> WHAT IS BEING ASKED
Which lines in the data below contain the word "Where"? Pull each of them out.

> PROVIDED RECORDS
########
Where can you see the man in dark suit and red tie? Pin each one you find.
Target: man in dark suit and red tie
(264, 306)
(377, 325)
########
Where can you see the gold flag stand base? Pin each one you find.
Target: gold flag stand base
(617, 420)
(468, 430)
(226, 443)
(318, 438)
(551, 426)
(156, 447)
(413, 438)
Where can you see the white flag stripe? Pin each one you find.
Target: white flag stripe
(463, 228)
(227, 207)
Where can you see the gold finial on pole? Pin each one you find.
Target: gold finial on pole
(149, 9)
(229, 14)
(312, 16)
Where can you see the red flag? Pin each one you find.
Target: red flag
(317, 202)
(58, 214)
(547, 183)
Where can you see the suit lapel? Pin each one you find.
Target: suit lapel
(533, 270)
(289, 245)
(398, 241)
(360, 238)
########
> WRITTEN RESPONSE
Where can you see the man in dark suit and red tie? Pin each one you find.
Where can you see the gold flag stand base? Pin each one you find.
Where can you see the white flag stripe? Pin each one you find.
Where can you see the gold finial on pole? Pin each one you find.
Where can you see the red flag? Pin each one you find.
Where can you see the suit lapel? Pin each one you find.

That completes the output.